GOAL OF THE EXERCISE:
Once you reach the line containing "Where can you find the drum", write out that line and every remaining line of the records exactly.

DATA EXCERPTS:

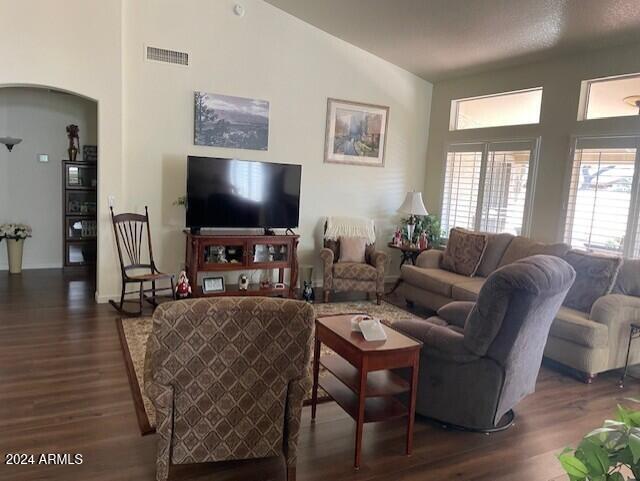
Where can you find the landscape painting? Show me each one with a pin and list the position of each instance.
(231, 122)
(356, 133)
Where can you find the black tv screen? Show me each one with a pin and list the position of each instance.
(241, 193)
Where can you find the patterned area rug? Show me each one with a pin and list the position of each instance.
(135, 331)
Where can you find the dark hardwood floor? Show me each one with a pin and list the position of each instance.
(64, 389)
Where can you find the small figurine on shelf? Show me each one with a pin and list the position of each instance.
(422, 242)
(307, 292)
(397, 238)
(183, 289)
(74, 141)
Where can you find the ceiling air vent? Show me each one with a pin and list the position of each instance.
(167, 56)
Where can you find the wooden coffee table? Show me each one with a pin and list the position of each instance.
(359, 377)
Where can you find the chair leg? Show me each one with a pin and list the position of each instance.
(141, 296)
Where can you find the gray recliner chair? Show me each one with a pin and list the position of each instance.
(480, 359)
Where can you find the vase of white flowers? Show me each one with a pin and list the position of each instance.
(14, 235)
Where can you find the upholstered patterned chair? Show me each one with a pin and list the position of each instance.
(227, 377)
(366, 277)
(480, 359)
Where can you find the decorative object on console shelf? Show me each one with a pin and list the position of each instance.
(213, 284)
(243, 282)
(90, 153)
(356, 133)
(414, 206)
(74, 141)
(183, 289)
(231, 122)
(14, 235)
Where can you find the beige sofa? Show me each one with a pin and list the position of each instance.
(589, 342)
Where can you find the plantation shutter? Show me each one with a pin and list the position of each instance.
(461, 186)
(602, 194)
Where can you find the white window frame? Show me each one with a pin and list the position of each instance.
(455, 108)
(585, 92)
(634, 203)
(532, 176)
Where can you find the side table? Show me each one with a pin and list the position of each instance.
(359, 376)
(634, 333)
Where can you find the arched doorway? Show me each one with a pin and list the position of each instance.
(42, 187)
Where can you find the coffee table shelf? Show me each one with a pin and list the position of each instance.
(376, 409)
(379, 383)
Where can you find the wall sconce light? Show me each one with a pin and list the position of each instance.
(10, 142)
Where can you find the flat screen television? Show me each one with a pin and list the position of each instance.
(241, 193)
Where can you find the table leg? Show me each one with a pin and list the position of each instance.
(362, 396)
(412, 403)
(316, 370)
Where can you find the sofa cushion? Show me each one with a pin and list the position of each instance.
(575, 326)
(521, 247)
(464, 251)
(595, 276)
(355, 270)
(496, 246)
(628, 281)
(467, 290)
(434, 280)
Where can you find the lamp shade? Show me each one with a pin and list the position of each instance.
(413, 204)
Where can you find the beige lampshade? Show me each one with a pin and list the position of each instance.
(413, 204)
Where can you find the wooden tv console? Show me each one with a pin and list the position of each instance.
(242, 253)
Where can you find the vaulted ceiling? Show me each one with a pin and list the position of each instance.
(439, 39)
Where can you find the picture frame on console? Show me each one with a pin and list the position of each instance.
(356, 133)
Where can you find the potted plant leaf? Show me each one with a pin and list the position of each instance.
(15, 234)
(609, 453)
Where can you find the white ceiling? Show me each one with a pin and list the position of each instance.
(439, 39)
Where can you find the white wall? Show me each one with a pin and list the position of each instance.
(269, 55)
(31, 191)
(560, 79)
(75, 47)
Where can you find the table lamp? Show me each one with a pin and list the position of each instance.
(412, 205)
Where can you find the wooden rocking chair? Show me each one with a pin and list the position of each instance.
(128, 229)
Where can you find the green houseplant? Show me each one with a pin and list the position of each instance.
(426, 223)
(609, 453)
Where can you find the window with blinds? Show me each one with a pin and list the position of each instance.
(461, 185)
(488, 187)
(602, 203)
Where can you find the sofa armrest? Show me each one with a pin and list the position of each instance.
(617, 312)
(429, 259)
(327, 265)
(438, 341)
(456, 312)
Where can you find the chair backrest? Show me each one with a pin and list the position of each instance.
(512, 317)
(129, 229)
(334, 245)
(230, 361)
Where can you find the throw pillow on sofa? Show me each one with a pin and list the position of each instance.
(464, 252)
(352, 249)
(595, 277)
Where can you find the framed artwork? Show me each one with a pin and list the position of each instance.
(230, 122)
(356, 133)
(213, 284)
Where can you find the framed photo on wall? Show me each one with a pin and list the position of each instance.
(356, 133)
(230, 122)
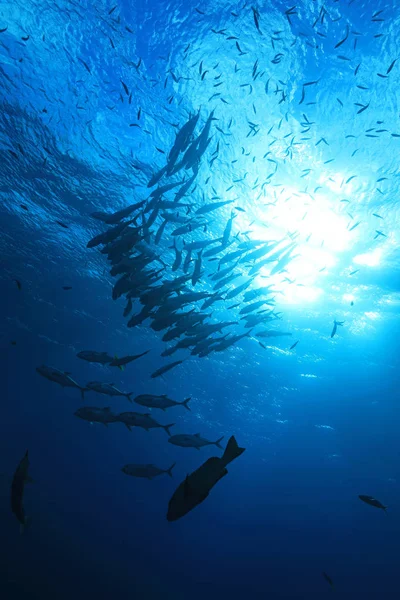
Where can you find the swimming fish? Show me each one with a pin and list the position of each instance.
(196, 487)
(20, 478)
(373, 502)
(335, 326)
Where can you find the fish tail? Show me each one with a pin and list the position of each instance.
(232, 450)
(186, 402)
(169, 471)
(166, 427)
(217, 443)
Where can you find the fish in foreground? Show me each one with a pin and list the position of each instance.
(161, 402)
(373, 502)
(166, 368)
(108, 389)
(97, 357)
(20, 478)
(336, 324)
(96, 415)
(187, 440)
(146, 471)
(145, 421)
(328, 579)
(196, 487)
(59, 377)
(124, 360)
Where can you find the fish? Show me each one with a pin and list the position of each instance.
(373, 502)
(96, 357)
(193, 441)
(124, 360)
(335, 326)
(96, 415)
(212, 206)
(197, 486)
(108, 389)
(165, 369)
(20, 478)
(60, 377)
(146, 471)
(161, 402)
(145, 421)
(328, 579)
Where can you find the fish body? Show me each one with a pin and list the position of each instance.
(166, 368)
(108, 389)
(96, 357)
(20, 478)
(193, 441)
(197, 486)
(143, 420)
(161, 402)
(146, 471)
(124, 360)
(372, 502)
(336, 324)
(60, 377)
(96, 415)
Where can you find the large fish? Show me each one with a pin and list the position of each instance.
(196, 487)
(20, 478)
(59, 377)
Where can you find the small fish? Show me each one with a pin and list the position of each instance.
(335, 326)
(328, 579)
(165, 369)
(373, 502)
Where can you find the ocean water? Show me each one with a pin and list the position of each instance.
(305, 143)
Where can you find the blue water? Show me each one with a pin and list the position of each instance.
(319, 423)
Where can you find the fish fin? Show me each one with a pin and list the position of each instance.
(166, 427)
(169, 471)
(186, 402)
(232, 450)
(217, 443)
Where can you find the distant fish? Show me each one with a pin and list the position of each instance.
(124, 360)
(165, 369)
(335, 326)
(373, 502)
(146, 471)
(328, 579)
(62, 378)
(96, 357)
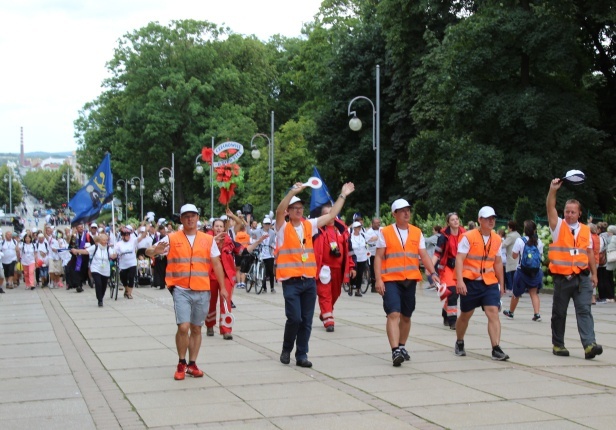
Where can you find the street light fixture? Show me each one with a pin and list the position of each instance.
(119, 188)
(9, 177)
(141, 188)
(171, 180)
(256, 154)
(355, 125)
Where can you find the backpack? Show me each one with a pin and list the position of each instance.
(530, 260)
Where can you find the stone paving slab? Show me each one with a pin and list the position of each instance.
(64, 363)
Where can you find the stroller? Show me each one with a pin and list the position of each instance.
(144, 272)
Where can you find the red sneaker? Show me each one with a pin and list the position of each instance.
(194, 371)
(180, 374)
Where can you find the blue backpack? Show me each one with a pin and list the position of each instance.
(530, 260)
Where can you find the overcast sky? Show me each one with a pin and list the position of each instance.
(54, 53)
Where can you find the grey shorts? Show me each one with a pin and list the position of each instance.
(190, 306)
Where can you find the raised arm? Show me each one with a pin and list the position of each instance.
(550, 203)
(347, 189)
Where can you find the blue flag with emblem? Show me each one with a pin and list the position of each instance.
(319, 196)
(89, 200)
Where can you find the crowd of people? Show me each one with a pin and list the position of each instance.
(202, 262)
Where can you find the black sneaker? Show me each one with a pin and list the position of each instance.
(592, 350)
(405, 354)
(459, 348)
(498, 354)
(397, 357)
(285, 357)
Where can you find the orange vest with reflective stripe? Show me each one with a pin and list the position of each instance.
(289, 262)
(400, 263)
(567, 255)
(243, 238)
(479, 261)
(187, 266)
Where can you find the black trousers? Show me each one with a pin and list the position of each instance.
(100, 284)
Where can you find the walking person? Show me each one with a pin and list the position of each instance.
(444, 259)
(396, 267)
(297, 269)
(574, 270)
(359, 252)
(480, 280)
(190, 255)
(528, 250)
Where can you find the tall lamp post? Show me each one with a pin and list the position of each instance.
(199, 170)
(161, 179)
(66, 177)
(355, 125)
(9, 177)
(141, 188)
(256, 154)
(119, 188)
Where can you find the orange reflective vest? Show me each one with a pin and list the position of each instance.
(479, 261)
(400, 263)
(243, 238)
(296, 258)
(189, 267)
(567, 255)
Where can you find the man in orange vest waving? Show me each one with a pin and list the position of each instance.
(396, 268)
(296, 267)
(572, 264)
(480, 280)
(190, 253)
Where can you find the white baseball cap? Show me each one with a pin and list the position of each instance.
(400, 204)
(295, 199)
(486, 212)
(188, 208)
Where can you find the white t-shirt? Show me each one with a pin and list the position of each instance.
(127, 256)
(372, 236)
(518, 248)
(402, 235)
(576, 228)
(99, 263)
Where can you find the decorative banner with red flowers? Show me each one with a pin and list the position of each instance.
(229, 175)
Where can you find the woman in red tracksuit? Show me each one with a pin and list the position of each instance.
(445, 254)
(228, 250)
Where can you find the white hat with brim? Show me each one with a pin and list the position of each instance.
(400, 204)
(295, 199)
(486, 212)
(188, 208)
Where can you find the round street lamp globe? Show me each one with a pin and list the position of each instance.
(355, 124)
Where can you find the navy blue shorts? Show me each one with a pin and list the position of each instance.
(399, 298)
(479, 294)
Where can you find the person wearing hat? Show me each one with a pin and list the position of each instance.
(334, 265)
(396, 267)
(480, 280)
(190, 254)
(267, 253)
(359, 252)
(574, 270)
(297, 269)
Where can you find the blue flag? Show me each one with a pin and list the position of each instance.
(89, 200)
(319, 197)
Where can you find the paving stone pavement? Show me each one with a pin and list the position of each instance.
(67, 364)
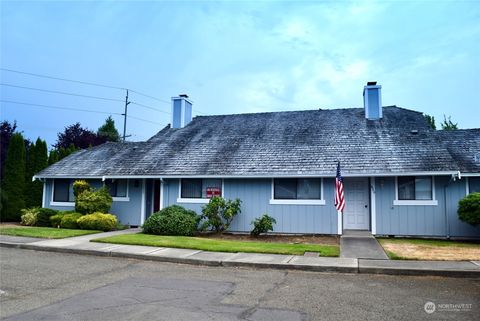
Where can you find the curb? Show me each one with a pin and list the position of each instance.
(279, 266)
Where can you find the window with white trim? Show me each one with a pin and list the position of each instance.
(474, 185)
(117, 187)
(415, 188)
(297, 189)
(200, 188)
(63, 190)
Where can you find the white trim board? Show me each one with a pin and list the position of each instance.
(246, 176)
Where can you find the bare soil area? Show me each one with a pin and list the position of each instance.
(276, 238)
(428, 252)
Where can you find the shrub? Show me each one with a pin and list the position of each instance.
(219, 213)
(98, 221)
(262, 225)
(469, 209)
(58, 221)
(172, 220)
(43, 218)
(70, 220)
(29, 216)
(80, 186)
(90, 201)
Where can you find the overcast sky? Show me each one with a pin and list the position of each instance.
(235, 57)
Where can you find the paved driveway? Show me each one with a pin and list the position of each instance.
(54, 286)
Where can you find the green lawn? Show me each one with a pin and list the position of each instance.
(215, 245)
(43, 232)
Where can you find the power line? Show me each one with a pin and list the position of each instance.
(60, 92)
(59, 107)
(150, 107)
(75, 109)
(62, 79)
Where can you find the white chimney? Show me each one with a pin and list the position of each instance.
(372, 100)
(181, 111)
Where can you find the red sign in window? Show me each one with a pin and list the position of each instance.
(213, 191)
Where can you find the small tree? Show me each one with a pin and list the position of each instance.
(108, 131)
(219, 213)
(430, 120)
(469, 209)
(262, 225)
(13, 185)
(447, 124)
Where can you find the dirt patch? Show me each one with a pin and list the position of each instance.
(429, 252)
(292, 239)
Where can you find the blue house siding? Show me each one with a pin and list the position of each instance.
(255, 195)
(422, 220)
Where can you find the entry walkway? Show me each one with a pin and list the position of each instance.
(360, 245)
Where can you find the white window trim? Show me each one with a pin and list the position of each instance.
(122, 198)
(194, 200)
(53, 203)
(274, 201)
(432, 202)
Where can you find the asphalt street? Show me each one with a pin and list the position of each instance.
(54, 286)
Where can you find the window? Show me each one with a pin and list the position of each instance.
(297, 191)
(117, 187)
(474, 184)
(297, 188)
(415, 190)
(200, 189)
(63, 190)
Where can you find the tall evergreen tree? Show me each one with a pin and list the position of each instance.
(38, 160)
(13, 185)
(108, 131)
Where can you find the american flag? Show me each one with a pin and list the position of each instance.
(339, 196)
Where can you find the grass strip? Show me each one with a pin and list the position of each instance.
(215, 245)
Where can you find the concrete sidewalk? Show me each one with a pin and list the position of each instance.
(361, 245)
(82, 245)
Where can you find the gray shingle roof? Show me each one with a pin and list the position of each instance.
(280, 143)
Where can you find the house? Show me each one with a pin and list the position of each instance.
(400, 176)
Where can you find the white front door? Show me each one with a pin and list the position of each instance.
(355, 215)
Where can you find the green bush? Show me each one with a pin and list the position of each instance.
(43, 218)
(80, 187)
(98, 221)
(90, 201)
(29, 216)
(262, 225)
(70, 220)
(172, 220)
(469, 209)
(219, 213)
(65, 219)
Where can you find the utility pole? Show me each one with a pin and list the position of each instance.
(125, 117)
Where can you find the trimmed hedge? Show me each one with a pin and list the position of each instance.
(43, 217)
(29, 216)
(172, 220)
(98, 221)
(58, 221)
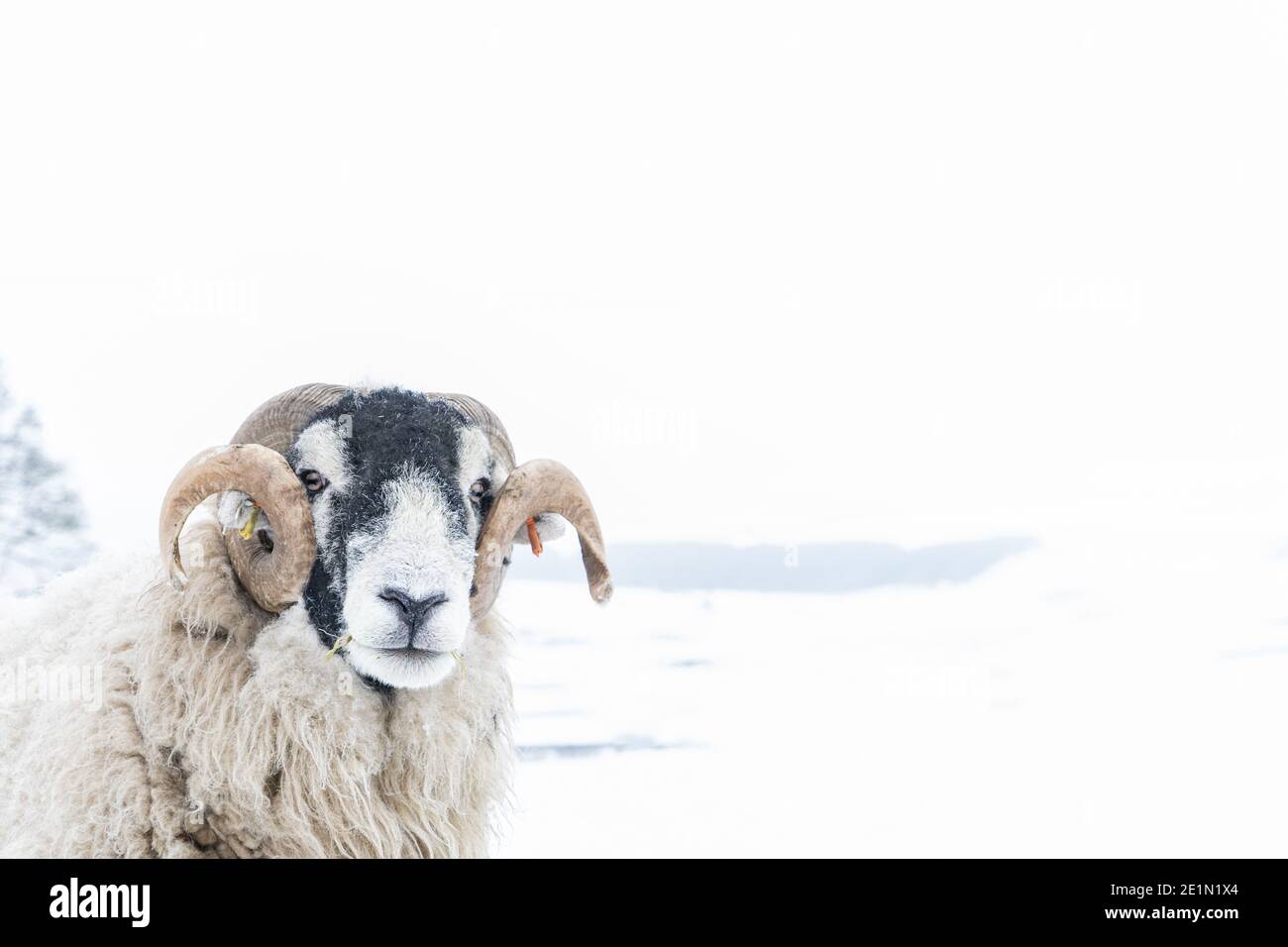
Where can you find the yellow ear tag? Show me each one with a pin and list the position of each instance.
(249, 530)
(339, 644)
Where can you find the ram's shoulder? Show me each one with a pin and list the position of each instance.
(88, 611)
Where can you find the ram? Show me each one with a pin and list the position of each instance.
(314, 668)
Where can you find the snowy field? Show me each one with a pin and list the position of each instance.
(1113, 699)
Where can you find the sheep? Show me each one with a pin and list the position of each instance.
(314, 669)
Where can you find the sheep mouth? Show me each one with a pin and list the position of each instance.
(408, 651)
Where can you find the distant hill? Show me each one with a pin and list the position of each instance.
(829, 567)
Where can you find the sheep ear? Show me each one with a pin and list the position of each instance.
(549, 528)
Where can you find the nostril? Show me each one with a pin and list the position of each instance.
(412, 611)
(398, 599)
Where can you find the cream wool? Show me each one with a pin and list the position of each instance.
(226, 731)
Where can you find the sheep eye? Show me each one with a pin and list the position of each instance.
(313, 480)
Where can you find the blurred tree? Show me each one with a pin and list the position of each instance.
(42, 522)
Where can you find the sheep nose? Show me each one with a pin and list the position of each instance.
(412, 611)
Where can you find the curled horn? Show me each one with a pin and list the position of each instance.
(254, 464)
(539, 486)
(274, 579)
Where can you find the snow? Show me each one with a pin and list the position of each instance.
(1111, 698)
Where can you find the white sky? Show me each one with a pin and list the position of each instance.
(909, 272)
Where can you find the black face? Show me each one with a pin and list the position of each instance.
(378, 440)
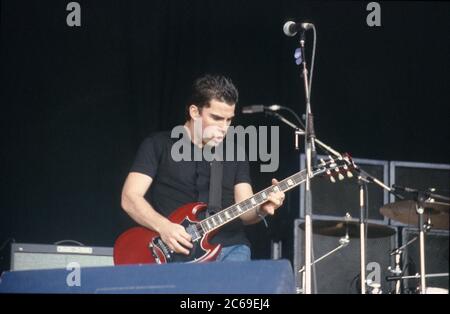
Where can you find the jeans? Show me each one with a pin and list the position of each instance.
(234, 253)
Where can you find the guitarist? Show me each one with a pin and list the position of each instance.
(157, 185)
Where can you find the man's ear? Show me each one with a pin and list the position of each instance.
(194, 112)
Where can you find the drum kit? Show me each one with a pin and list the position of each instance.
(423, 212)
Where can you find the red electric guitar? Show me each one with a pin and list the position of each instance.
(140, 245)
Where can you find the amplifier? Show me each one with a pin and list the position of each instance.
(26, 256)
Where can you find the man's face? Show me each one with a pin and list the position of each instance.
(215, 119)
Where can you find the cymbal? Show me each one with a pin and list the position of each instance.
(405, 212)
(338, 228)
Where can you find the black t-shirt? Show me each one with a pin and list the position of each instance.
(176, 183)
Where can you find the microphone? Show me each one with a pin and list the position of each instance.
(259, 108)
(291, 28)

TASK RESPONSE:
Where can you find the drum kit? Show me each one with a pin and list the position of each instance.
(423, 212)
Where can you find the red electric guitar? Show me each one with a pin and list the position of each instance.
(140, 245)
Where can you find the amplifier? Show me each one with a pin and list the position of each instance.
(26, 256)
Where can you find the man's face? Show me each one with a pin and list the position of each instance.
(215, 119)
Where can you find the cymbal? Show me each one with a pin and list the position of each instance.
(405, 212)
(338, 228)
Where can you find the black t-shirt? Show me each one with a pin and list the position of each instance.
(176, 183)
Where can you find the microphone? Show me each one with a pin and list the position of each instance.
(259, 108)
(291, 28)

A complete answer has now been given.